PROBLEM STATEMENT: Write out the passage of the federal job guarantee article from "Because Fortune 500" to "and health insurance.", word for word.

TEXT SECTION:
======
Federal Job Guarantee Goes Mainstream

Starting in 1935, 8.5 million Americans worked directly for the federal government building schools, hospitals, storm and sewer lines, bridges, airfields, and roads, and planting millions of trees. President Franklin D. Roosevelt created the Works Progress Administration (WPA) through an executive order as part of the New Deal plan when unemployment was at 20 percent during the Great Depression, and it lasted until June 1943, when unemployment had fallen to below 2 percent amid ramped up weapons production for World War II.
The current unemployment rate is 4.1 percent—the lowest it’s been in 17 years—but wages haven’t kept up with job growth, and many of the newest jobs are service industry positions that don’t offer stability or benefits. Meanwhile, public-sector employment has been shrinking, and state and local government employees currently represent a smaller share of the civilian workforce in the country than they have since 1967. Plus, the wages of public-sector employees have stagnated, leading to the recent teacher strikes in Oklahoma, West Virginia, Kentucky, Arizona, and Colorado.
Because Fortune 500 executive bonuses have yet to trickle down in a meaningful way (and they won’t) the idea of creating a new federal job program is gaining traction among not only progressives but also Democratic leaders and the public at large. On Wednesday, New Jersey Senator Cory Booker introduced a bill, and Senators Jeff Merkley of Oregon, Kamala Harris of California, Kirsten Gillibrand of New York, and Elizabeth Warren of Massachusetts are all expected to sign on as co-sponsors. New York Senator Kirsten Gillibrand publicly supported the idea on Twitter:


Booker’s legislation would create a three-year pilot program in up to 15 communities with high unemployment. In those places, every adult who wants a job could get one that pays $15 per hour and comes with paid family and sick leave and health insurance.
Vermont Senator Bernie Sanders has shared his own proposal to create a federal job guarantee that immediately covers the entire country, using existing job centers as well as regional offices and advisory boards to coordinate with a new national office within the Department of Labor.
Advocates say a federal job program would drive up wages across the board, reduce racial inequality (because unemployment is currently about twice as high for black workers as for white), and allow more women to join the workforce by expanding federal childcare, and a recent survey shows that the majority of Americans like the idea: The data analytics firm Civis Analytics ran a poll asking respondents if they’d be for or against a government jobs program paid for by a 5 percent income tax increase on those earning more than $200,000 per year, specifying that the bill would be proposed by Democrats in Congress. Even with that tip-off (to account for knee-jerk partisan reactions and anti-tax responses), 52 percent of all respondents supported the measure.
“Even with explicit partisan framing and the inclusion of revenue in the wording, this is one of the most popular issues we’ve ever polled,” David Shor, a senior data scientist at Civis Analytics, told The Nation. Just don’t expect the GOP or Chamber of Congress to get on board. This is all on us.
======
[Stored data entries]
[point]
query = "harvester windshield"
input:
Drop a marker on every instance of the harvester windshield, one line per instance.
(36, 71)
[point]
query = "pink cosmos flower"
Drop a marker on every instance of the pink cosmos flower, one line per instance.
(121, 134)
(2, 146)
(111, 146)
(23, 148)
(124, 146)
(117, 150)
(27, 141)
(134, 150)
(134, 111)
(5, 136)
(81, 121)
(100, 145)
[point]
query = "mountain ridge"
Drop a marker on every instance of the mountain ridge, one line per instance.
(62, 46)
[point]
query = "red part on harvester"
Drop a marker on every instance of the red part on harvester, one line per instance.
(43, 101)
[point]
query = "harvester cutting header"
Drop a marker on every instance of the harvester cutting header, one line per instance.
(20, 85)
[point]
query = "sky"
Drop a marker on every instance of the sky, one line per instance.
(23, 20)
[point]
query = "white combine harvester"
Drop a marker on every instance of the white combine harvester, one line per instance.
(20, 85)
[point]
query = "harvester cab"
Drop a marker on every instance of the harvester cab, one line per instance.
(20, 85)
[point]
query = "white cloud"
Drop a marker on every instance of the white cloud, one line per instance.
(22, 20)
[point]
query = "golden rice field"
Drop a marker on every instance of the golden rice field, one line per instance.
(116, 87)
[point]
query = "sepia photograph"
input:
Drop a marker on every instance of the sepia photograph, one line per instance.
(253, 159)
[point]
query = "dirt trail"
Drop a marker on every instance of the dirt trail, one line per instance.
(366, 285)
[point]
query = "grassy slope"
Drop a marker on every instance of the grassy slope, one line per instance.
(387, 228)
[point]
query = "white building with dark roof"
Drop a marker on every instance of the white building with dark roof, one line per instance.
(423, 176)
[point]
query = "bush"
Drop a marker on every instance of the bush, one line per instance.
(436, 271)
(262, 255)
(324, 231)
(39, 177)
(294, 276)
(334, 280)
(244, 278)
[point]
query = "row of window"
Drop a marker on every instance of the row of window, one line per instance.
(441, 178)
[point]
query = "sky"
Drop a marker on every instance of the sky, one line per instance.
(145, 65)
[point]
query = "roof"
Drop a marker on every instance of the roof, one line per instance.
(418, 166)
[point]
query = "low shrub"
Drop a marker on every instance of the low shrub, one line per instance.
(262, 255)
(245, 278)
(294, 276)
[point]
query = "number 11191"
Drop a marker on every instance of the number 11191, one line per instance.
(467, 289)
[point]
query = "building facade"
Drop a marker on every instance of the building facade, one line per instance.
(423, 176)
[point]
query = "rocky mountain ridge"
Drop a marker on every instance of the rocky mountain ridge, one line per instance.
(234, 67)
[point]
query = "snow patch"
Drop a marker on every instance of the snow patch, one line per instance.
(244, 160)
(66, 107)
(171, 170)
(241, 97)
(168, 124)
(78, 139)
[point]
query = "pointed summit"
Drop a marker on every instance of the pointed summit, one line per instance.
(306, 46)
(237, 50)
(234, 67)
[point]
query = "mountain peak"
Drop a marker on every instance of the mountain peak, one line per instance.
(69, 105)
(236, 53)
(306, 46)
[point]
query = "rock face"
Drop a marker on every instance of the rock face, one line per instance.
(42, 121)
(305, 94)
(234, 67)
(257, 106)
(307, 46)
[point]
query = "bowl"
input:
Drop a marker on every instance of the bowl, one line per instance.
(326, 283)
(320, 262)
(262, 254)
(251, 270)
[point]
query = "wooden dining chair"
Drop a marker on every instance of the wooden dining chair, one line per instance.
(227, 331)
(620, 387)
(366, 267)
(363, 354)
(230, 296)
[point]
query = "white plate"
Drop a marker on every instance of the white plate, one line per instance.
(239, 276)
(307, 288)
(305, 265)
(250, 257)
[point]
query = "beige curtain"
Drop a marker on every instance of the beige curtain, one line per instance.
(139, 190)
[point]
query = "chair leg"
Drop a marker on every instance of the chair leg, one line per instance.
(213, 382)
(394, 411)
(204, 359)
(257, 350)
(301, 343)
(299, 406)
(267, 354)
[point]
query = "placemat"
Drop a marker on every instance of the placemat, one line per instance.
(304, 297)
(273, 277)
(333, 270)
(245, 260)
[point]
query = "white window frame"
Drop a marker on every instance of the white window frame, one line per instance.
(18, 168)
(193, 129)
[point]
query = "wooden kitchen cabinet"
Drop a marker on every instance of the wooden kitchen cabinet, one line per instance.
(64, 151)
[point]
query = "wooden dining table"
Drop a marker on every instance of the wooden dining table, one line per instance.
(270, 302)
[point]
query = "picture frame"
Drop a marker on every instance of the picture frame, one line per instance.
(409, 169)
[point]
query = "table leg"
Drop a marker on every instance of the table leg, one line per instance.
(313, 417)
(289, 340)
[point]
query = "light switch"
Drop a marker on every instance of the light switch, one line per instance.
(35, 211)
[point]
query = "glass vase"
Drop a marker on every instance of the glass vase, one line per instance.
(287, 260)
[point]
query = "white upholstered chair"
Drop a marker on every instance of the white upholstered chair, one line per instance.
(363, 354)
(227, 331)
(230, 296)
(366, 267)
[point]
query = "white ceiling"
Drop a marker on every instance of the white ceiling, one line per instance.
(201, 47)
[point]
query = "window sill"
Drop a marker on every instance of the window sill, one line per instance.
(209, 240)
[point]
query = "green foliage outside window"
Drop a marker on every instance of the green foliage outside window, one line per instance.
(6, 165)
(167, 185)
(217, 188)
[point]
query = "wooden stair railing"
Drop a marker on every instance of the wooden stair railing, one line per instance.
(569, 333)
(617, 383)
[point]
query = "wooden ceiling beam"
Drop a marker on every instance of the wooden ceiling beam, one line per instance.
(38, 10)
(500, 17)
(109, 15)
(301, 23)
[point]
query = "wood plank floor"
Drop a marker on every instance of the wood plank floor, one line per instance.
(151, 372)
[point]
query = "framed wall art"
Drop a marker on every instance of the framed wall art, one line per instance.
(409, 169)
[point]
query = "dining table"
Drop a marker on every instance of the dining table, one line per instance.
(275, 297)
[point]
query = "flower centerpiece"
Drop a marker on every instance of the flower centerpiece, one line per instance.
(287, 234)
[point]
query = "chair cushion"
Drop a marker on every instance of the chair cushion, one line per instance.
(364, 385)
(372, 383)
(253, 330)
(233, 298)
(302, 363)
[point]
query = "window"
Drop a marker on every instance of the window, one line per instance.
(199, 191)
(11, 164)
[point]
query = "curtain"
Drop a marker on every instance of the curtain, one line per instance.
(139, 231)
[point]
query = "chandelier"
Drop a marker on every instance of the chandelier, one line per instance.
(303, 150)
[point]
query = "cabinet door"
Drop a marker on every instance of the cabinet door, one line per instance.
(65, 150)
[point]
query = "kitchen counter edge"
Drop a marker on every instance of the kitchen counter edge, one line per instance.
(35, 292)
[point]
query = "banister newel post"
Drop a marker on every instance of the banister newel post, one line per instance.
======
REPLY TO THE EXERCISE:
Because Fortune 500 executive bonuses have yet to trickle down in a meaningful way (and they won’t) the idea of creating a new federal job program is gaining traction among not only progressives but also Democratic leaders and the public at large. On Wednesday, New Jersey Senator Cory Booker introduced a bill, and Senators Jeff Merkley of Oregon, Kamala Harris of California, Kirsten Gillibrand of New York, and Elizabeth Warren of Massachusetts are all expected to sign on as co-sponsors. New York Senator Kirsten Gillibrand publicly supported the idea on Twitter:


Booker’s legislation would create a three-year pilot program in up to 15 communities with high unemployment. In those places, every adult who wants a job could get one that pays $15 per hour and comes with paid family and sick leave and health insurance.